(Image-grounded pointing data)
========

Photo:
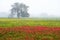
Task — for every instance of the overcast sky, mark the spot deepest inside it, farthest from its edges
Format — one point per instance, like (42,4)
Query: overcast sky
(37,8)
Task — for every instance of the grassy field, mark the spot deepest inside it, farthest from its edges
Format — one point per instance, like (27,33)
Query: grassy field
(5,22)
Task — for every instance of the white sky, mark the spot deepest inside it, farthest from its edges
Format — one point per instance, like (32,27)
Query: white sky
(37,8)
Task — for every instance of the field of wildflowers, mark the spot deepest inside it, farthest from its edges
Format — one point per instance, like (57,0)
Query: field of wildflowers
(33,30)
(30,33)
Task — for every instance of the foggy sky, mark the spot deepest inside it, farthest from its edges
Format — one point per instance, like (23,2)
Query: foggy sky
(37,8)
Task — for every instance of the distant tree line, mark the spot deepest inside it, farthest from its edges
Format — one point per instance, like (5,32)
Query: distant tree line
(20,9)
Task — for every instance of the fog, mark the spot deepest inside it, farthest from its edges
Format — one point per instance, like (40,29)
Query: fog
(37,8)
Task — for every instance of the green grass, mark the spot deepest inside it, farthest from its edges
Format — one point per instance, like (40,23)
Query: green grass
(5,22)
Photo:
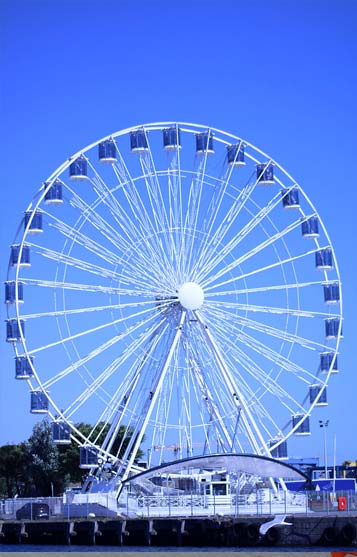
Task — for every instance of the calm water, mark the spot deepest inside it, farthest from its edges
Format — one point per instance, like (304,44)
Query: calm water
(127,549)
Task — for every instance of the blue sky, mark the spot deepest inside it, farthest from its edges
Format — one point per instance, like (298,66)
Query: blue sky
(281,74)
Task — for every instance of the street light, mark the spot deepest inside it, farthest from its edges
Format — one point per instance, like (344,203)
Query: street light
(324,424)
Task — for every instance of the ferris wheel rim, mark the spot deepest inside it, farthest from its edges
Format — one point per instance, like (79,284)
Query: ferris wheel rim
(160,126)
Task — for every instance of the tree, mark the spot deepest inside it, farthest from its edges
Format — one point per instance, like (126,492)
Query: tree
(69,454)
(43,460)
(13,470)
(39,467)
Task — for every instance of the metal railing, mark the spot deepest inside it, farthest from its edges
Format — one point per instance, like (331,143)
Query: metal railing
(105,505)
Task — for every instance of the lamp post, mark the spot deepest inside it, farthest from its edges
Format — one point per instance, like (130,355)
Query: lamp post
(324,424)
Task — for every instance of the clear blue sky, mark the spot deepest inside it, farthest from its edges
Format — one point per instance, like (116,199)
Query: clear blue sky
(281,74)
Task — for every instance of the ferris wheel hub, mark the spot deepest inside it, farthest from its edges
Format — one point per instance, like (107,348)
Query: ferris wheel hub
(191,295)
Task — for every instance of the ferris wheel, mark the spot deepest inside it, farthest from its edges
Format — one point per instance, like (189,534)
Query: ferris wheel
(174,283)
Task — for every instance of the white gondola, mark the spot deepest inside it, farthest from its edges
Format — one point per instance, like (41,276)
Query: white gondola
(11,296)
(332,328)
(290,198)
(235,154)
(23,367)
(39,402)
(16,259)
(172,138)
(204,143)
(13,330)
(265,174)
(304,427)
(332,293)
(323,259)
(138,142)
(33,222)
(61,432)
(78,169)
(88,456)
(328,361)
(53,195)
(107,152)
(318,392)
(310,227)
(280,451)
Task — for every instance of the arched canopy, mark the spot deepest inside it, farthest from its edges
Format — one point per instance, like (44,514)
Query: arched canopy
(257,465)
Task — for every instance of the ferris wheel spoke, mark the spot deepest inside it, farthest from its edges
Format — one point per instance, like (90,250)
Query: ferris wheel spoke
(275,332)
(86,287)
(98,222)
(83,240)
(138,209)
(157,382)
(211,261)
(194,208)
(270,309)
(118,405)
(215,238)
(86,310)
(140,264)
(267,288)
(279,263)
(219,192)
(61,341)
(75,262)
(253,432)
(105,375)
(264,350)
(204,390)
(243,233)
(133,198)
(121,217)
(256,250)
(262,378)
(156,198)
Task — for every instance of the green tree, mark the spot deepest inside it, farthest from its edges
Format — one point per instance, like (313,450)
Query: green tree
(69,454)
(39,467)
(43,460)
(13,466)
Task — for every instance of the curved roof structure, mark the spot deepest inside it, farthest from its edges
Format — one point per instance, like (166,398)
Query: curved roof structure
(258,465)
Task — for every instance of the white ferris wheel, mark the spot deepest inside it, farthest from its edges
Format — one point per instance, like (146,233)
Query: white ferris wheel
(173,281)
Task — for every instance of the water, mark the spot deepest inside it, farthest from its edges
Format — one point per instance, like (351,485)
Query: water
(26,548)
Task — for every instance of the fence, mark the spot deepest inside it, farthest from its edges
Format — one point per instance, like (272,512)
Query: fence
(104,505)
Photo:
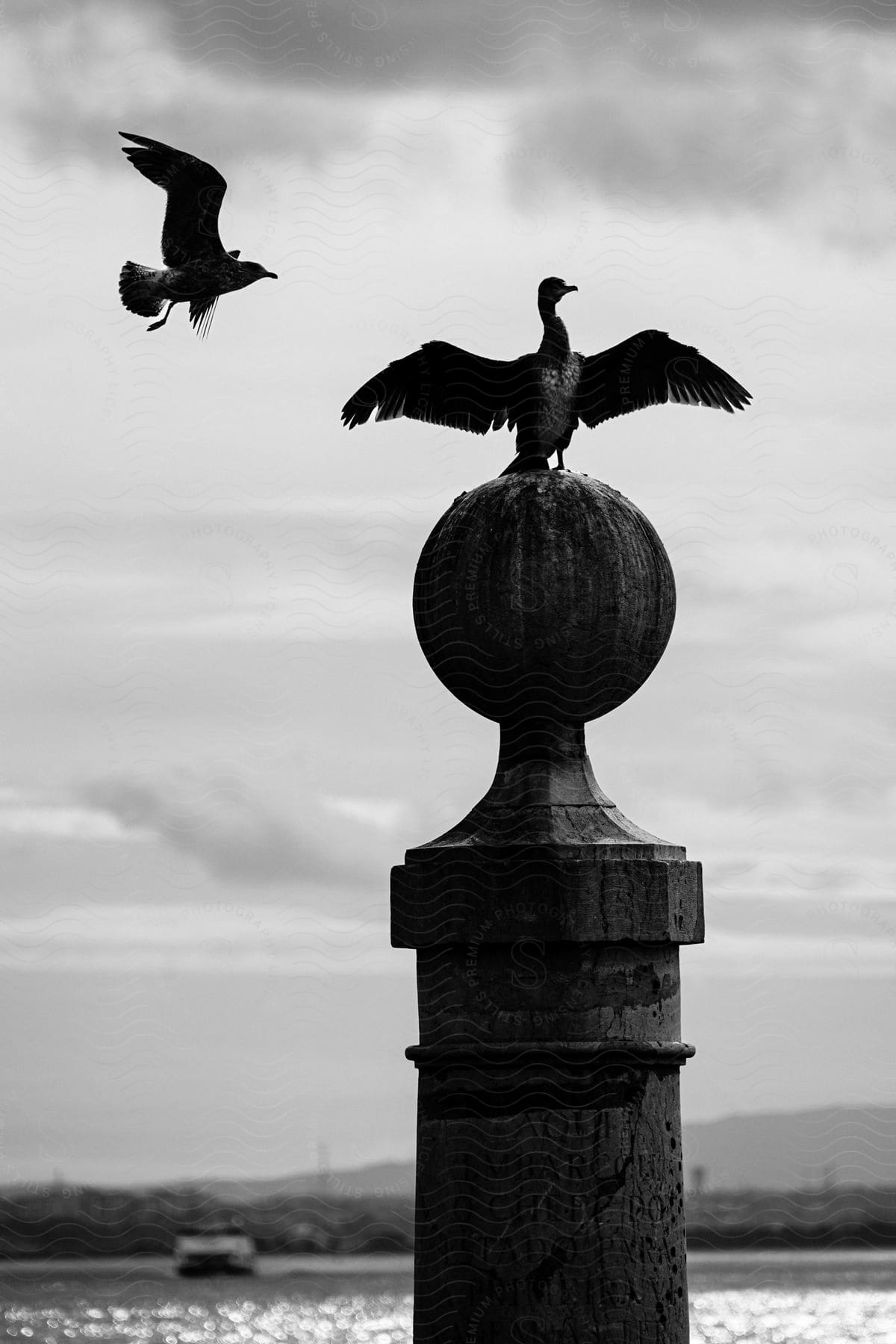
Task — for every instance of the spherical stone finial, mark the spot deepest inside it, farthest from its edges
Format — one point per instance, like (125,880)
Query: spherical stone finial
(543,594)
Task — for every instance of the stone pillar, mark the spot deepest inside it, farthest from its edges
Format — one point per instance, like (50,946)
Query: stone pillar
(547,930)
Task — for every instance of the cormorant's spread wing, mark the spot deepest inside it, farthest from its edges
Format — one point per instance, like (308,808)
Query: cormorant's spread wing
(445,385)
(650,369)
(195,193)
(202,312)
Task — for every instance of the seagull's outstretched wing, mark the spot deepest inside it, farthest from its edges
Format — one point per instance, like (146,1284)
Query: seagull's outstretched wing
(648,370)
(445,385)
(195,193)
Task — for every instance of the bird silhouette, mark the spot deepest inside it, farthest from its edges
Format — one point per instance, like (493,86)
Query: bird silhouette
(198,269)
(547,394)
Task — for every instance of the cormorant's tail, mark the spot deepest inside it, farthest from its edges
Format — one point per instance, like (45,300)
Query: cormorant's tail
(139,289)
(527,463)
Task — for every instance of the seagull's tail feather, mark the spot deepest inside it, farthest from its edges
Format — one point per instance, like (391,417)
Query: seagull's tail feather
(140,289)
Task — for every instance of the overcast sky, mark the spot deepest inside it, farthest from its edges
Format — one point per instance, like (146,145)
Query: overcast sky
(218,730)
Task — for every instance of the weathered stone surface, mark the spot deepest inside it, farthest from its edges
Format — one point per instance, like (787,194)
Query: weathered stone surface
(547,925)
(555,1216)
(543,589)
(470,897)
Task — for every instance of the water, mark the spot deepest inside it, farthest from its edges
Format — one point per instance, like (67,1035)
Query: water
(754,1297)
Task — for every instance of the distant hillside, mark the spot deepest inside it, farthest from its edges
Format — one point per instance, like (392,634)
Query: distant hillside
(849,1145)
(852,1145)
(385,1180)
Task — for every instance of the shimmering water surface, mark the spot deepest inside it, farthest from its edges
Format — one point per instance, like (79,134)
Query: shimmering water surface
(735,1298)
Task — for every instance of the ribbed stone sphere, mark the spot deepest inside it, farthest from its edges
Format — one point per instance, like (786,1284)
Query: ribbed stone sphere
(543,594)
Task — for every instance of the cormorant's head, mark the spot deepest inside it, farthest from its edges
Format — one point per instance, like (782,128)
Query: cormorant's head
(554,289)
(253,270)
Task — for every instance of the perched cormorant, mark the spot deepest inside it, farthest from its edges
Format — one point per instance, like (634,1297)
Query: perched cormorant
(543,396)
(198,269)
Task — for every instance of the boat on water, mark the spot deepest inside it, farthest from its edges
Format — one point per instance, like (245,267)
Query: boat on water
(214,1250)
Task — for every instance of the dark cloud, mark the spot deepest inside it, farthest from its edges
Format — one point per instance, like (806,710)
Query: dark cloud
(238,835)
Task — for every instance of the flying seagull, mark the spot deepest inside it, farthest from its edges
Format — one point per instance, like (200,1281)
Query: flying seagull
(198,269)
(543,396)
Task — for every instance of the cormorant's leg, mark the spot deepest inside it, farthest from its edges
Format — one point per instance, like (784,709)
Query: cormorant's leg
(523,463)
(161,320)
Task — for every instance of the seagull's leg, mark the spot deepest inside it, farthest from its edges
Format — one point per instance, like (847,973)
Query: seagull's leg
(163,320)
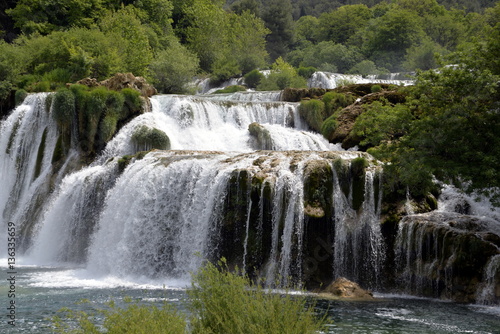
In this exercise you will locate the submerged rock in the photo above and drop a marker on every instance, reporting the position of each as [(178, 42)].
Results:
[(448, 256), (344, 289)]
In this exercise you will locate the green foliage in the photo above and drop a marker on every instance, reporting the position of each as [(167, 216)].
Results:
[(313, 112), (134, 318), (306, 72), (282, 75), (222, 302), (45, 16), (365, 68), (20, 96), (278, 18), (173, 68), (334, 101), (231, 89), (132, 102), (147, 139), (381, 122), (329, 126), (63, 109), (219, 301), (341, 24), (253, 78)]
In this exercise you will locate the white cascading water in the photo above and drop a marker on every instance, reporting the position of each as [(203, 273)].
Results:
[(154, 217), (333, 80), (27, 141)]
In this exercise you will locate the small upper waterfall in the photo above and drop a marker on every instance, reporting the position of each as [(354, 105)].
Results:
[(243, 179), (333, 80)]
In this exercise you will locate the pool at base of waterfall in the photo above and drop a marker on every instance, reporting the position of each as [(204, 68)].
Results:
[(40, 292)]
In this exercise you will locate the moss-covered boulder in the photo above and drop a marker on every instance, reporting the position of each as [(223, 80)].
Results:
[(448, 255)]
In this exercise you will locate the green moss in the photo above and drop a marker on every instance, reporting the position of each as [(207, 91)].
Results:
[(107, 127), (64, 109), (132, 102), (13, 134), (40, 153), (58, 150), (20, 95), (147, 139), (231, 89), (376, 88), (253, 78), (357, 169), (329, 127), (313, 112), (333, 101)]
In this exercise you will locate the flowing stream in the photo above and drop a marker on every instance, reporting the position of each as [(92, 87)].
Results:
[(244, 179)]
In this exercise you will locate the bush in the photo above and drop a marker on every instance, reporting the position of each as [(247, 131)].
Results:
[(282, 76), (334, 101), (222, 302), (329, 126), (306, 72), (20, 96), (231, 89), (313, 112), (134, 318), (253, 78), (63, 109), (147, 139), (132, 101)]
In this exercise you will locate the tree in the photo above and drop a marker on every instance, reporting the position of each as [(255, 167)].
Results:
[(173, 68), (339, 25), (45, 16), (278, 19)]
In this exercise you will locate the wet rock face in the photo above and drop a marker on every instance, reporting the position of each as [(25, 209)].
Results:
[(344, 289), (121, 81), (447, 255)]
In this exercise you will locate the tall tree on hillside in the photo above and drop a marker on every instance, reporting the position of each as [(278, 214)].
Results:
[(278, 19)]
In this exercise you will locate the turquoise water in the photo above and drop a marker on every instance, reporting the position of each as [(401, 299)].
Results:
[(42, 291)]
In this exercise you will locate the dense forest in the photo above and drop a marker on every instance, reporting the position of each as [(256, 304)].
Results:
[(448, 127)]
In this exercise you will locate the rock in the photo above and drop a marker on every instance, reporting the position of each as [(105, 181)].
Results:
[(261, 135), (345, 289), (446, 255), (120, 81), (128, 80)]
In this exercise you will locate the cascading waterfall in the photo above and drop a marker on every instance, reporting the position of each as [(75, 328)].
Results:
[(333, 80), (27, 142)]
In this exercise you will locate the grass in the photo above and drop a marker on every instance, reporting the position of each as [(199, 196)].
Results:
[(220, 302)]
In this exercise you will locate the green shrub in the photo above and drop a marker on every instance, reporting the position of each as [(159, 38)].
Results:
[(107, 128), (231, 89), (313, 112), (329, 126), (63, 109), (132, 102), (134, 318), (20, 96), (334, 101), (253, 78), (147, 139), (222, 302), (306, 72)]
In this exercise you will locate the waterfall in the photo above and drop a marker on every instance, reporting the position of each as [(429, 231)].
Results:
[(333, 80), (27, 142), (215, 194)]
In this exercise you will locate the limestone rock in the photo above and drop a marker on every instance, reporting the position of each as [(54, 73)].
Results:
[(120, 81), (345, 289), (128, 80)]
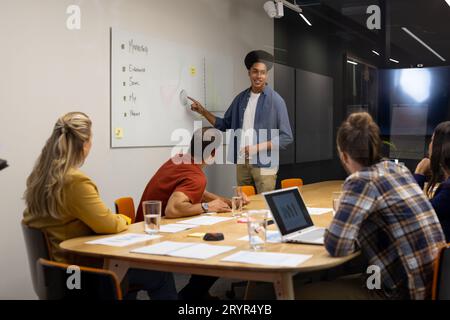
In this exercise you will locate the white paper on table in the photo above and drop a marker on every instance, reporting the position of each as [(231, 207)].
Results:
[(124, 240), (318, 211), (162, 248), (201, 251), (176, 227), (268, 258), (272, 236), (184, 249), (205, 220)]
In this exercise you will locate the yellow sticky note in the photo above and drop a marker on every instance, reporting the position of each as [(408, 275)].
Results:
[(196, 235), (118, 132)]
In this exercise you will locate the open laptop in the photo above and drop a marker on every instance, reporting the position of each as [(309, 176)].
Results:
[(292, 217)]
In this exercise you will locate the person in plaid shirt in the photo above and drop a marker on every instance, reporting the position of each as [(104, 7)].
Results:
[(384, 214)]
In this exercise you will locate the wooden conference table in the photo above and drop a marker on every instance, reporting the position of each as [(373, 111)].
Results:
[(119, 259)]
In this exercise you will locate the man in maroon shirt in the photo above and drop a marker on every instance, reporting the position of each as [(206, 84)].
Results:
[(180, 185)]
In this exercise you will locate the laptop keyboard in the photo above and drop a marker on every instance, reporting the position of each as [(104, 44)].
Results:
[(312, 236)]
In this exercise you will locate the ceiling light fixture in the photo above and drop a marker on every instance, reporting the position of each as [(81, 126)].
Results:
[(306, 20), (275, 9), (423, 43)]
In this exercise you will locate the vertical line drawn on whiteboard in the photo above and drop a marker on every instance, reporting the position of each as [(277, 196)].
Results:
[(169, 86)]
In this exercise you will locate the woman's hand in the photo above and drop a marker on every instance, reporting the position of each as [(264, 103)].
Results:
[(424, 167)]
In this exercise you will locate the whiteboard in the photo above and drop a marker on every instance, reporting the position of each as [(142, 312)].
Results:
[(147, 77)]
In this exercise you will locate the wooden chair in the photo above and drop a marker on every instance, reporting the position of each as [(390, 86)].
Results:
[(37, 246), (55, 279), (441, 280), (125, 206), (289, 183), (248, 190)]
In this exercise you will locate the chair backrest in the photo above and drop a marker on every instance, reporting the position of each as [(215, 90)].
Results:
[(289, 183), (248, 190), (62, 281), (441, 281), (125, 206), (37, 246)]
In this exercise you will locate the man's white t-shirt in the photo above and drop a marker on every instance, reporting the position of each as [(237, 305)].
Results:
[(247, 138), (248, 134)]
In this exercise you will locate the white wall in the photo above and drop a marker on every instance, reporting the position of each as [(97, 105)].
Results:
[(48, 70)]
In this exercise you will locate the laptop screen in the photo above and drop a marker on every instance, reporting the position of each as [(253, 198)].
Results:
[(288, 210)]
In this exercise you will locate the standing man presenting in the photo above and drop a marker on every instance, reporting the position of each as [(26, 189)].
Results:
[(257, 110)]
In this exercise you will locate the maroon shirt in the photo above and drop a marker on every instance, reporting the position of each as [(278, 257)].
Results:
[(188, 178)]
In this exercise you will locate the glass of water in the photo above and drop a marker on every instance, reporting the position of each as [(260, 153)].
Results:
[(336, 200), (257, 228), (152, 216)]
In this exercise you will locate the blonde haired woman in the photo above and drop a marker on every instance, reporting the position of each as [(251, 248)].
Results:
[(64, 202)]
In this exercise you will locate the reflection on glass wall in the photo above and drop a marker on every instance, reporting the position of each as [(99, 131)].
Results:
[(412, 103)]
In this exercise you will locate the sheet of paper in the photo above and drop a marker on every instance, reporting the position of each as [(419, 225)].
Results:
[(268, 258), (176, 227), (184, 249), (201, 251), (124, 240), (272, 236), (162, 248), (205, 220), (318, 211)]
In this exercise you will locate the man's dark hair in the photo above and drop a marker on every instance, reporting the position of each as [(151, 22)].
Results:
[(359, 137)]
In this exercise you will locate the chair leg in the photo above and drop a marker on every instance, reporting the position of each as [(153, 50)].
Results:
[(251, 286)]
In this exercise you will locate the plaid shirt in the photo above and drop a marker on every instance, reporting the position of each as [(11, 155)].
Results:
[(384, 213)]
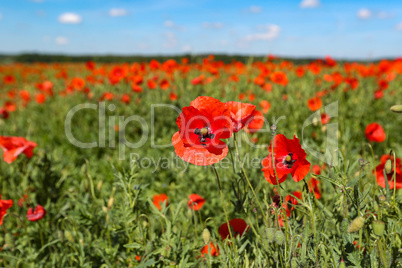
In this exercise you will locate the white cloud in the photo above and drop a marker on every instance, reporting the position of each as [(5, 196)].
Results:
[(255, 9), (212, 25), (70, 18), (364, 13), (309, 3), (118, 12), (170, 40), (271, 32), (61, 40), (171, 24)]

========

**INSTRUCTIONS TO FOLLOW**
Identify each line in the records above containing the word "shirt"; copy those lines.

**EXPECTED OUTPUT**
In this exercise you will locate the person in plaid shirt in the photo above and drop a marker on every instance, reporting the position of each as [(104, 7)].
In this exercise you will locate the man in maroon shirt in the photo above and drop a marker on every instance, reporting the position of each as [(206, 84)].
In this exercise you will locate the man's white t-shirt in the photo above and drop a marker on every instance, reporting the position of each as [(237, 305)].
In this exercise you will locate the maroon shirt in the photo above and drop a marker on every instance, reporting the position of each as [(278, 257)].
In this exercise you will locate the plaid shirt in the photo above and drop a marker on every instance, reporting the position of each as [(11, 155)].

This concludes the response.